-- START Provided entries --
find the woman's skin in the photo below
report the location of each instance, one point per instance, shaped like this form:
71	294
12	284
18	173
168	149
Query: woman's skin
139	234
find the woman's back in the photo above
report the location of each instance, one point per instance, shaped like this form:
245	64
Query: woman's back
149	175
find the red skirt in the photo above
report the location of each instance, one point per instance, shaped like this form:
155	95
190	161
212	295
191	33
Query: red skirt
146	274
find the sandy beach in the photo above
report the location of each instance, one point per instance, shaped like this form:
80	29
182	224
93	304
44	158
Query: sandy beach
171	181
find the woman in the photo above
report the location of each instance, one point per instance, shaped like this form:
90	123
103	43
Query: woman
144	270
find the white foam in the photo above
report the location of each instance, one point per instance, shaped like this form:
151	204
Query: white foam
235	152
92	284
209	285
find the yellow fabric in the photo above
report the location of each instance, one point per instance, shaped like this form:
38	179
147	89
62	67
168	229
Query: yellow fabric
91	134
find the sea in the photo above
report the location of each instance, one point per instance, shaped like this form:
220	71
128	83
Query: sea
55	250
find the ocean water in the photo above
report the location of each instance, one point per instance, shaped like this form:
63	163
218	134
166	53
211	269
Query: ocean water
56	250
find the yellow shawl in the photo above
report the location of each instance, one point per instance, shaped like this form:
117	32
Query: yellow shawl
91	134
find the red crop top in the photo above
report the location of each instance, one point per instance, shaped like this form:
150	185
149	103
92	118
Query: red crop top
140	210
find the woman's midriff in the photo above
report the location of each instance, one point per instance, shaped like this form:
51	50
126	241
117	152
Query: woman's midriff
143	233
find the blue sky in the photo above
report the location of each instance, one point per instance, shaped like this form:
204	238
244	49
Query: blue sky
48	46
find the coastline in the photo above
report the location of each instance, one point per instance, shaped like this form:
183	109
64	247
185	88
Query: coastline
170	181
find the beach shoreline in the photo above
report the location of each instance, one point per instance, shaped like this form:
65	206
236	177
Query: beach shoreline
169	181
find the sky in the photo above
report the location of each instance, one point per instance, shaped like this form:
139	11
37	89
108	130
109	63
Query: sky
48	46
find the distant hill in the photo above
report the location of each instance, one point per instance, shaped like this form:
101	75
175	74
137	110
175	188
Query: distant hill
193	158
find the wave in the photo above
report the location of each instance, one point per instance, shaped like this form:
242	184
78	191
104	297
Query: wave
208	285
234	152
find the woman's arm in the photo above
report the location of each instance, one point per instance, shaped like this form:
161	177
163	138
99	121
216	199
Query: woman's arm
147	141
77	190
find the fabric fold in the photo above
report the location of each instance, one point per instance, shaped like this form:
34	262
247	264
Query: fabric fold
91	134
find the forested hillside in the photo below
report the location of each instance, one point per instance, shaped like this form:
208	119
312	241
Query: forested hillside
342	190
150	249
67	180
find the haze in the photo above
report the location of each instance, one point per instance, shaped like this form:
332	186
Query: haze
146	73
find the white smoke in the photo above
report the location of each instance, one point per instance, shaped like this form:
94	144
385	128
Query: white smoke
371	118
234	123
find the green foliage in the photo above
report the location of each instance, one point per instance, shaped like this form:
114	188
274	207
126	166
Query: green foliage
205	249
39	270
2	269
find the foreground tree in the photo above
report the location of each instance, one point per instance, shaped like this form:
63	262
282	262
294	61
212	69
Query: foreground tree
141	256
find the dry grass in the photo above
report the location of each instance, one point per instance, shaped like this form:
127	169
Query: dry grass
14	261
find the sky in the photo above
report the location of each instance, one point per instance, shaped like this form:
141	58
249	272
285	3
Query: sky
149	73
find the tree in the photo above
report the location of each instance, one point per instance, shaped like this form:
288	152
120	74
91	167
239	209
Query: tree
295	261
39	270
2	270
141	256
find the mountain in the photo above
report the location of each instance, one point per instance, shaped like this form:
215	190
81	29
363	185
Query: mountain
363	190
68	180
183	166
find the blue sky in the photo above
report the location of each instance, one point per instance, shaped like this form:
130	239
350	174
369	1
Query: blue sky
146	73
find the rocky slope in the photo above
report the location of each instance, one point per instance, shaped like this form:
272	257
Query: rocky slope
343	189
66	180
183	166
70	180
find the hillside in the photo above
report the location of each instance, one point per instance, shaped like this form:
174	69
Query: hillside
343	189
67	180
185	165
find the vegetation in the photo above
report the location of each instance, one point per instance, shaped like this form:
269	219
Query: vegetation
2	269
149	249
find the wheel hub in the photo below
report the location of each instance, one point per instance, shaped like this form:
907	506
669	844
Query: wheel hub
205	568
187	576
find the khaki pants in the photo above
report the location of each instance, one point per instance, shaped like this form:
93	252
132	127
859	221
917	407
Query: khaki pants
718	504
-- END Provided entries --
▶ _Your instructions_
Print all of the records above again, line for line, without altering anything.

▶ _Result of the exercise_
find the woman's skin in the photo below
report the location of each instance, one point per instance, shaped like this form:
71	294
12	284
18	173
168	149
Query: woman's skin
139	234
find the woman's back in the photo above
report the location of each instance, one point per instance, shaped like this form:
245	64
Query: woman's back
149	175
find the red skirt in the photo above
report the location of each instance, one point per instance, shaped like this form:
155	95
190	161
212	295
191	33
Query: red skirt
146	274
find the sandy beach in the photo above
report the location of each instance, one point per instance, shaped like this form:
80	29
182	224
93	304
44	158
Query: sandy beach
171	181
find the woman in the photo above
report the location of each instance, one point per instance, shaped like this form:
90	123
103	43
Query: woman
144	270
find the white foam in the photo above
report the location of each instance, one point per instance, shaped like this form:
151	204
Query: white foam
235	152
92	284
209	285
find the yellow fabric in the photo above
report the location of each instance, one point per instance, shaped like this form:
38	179
147	89
62	67
168	229
Query: yellow fabric
91	134
find the sea in the photo above
report the location of each instance, one point per instance, shaped like this form:
220	71
128	83
Query: sea
55	250
find the ocean water in the photo above
report the location of each instance, one point per instance, shaped like this form:
63	163
218	134
166	53
211	269
Query: ocean water
56	250
find the yellow shawl in the photo above
report the location of each instance, one point per instance, shaped like this form:
117	32
Query: yellow shawl
91	134
find the red crop top in the photo above
report the location of each instance, one point per instance, shaped like this form:
150	185
149	103
92	118
Query: red crop top
140	210
find the woman's midriff in the photo above
report the location of each instance, one point per instance, shaped like this form:
51	50
126	241
117	152
Query: woman's midriff
143	233
find the blue sky in the photo above
report the location of each instance, one point per instance, shaped like this form:
204	238
244	49
Query: blue sky
48	46
find the coastline in the photo above
report the location of each instance, one point per instance, shaped like this form:
183	109
64	247
185	88
Query: coastline
170	181
find the beach shoreline in the photo above
report the location of each instance, one point per instance, shaped like this form:
65	206
236	177
Query: beach shoreline
169	181
find the sky in the photo above
report the location of each instance, one point per instance, shaped like this form:
139	11
37	89
108	130
109	63
Query: sky
48	46
find the distant hill in the photo above
report the location of each instance, one point per instance, shaped like this form:
101	75
175	74
137	110
175	188
Query: distant hill
193	158
find the wave in the photo above
report the location of each instance, one point per instance, shaped like this form:
242	184
78	191
104	297
Query: wave
208	285
234	152
find the woman's arm in the photo above
report the location of each instance, one point per instance, shaped like this form:
161	177
163	138
99	121
216	199
Query: woman's arm
147	141
77	190
find the fabric fold in the photo above
report the location of each instance, one point per instance, shaped like this form:
34	262
247	264
Query: fabric fold
91	134
find the forested hillside in the photo below
report the location of each instance, one point per instance, shaped like this form:
208	119
312	241
Query: forested hillside
342	190
150	249
67	180
find the haze in the photo above
report the location of each instance, one point per instance, shaped like this form:
332	186
Query: haze
146	73
find the white smoke in the photo above
report the location of each instance, one point per instance, shaped like this form:
94	144
385	128
Query: white smoke
371	118
234	123
find the green foliage in the photo above
report the location of each instance, one point per instance, shaped like this form:
114	188
274	207
126	166
Query: green foliage
205	249
39	270
2	269
find the foreground tree in the photo above
report the location of each instance, one point per instance, shaped like this form:
63	262
282	262
294	61
212	69
Query: foreground tree
141	256
find the dry grass in the photo above
report the location of each instance, one point per instance, shaped like this form:
127	169
Query: dry grass
14	261
find the sky in the photo above
report the location of each instance, one point per instance, shaped like this form:
141	58
249	272
285	3
Query: sky
149	73
find the tree in the photo above
report the location of each instance, one point per instance, shaped like this form:
288	152
120	74
91	167
239	209
Query: tree
295	261
39	270
2	270
141	256
find the mountain in the photo above
report the location of each instance, one point per instance, shaped like this form:
215	190
81	29
363	185
Query: mountain
363	190
68	180
183	166
find the blue sky in the photo above
report the location of each instance, one point per instance, shaped like this form:
130	239
350	174
369	1
Query: blue sky
146	73
find the rocky slope in the photo above
report the location of each instance, one point per instance, shaped like this form:
272	257
Query: rocky slope
343	189
66	180
183	166
70	180
find the hillside in the photo above
report the location of each instance, one point per instance, shaped like this form:
174	69
Query: hillside
343	189
67	180
185	165
find the vegetation in the photo above
report the location of each instance, one point per instance, shaped like this form:
269	219
Query: vegetation
2	269
149	249
find the wheel hub in the photo below
report the location of each instance, one point per instance, shaped like this form:
907	506
669	844
Query: wheel hub
205	568
187	576
find the khaki pants in the photo above
report the location of each instance, one point per instance, shaped like this form:
93	252
132	127
859	221
917	407
Query: khaki pants
718	504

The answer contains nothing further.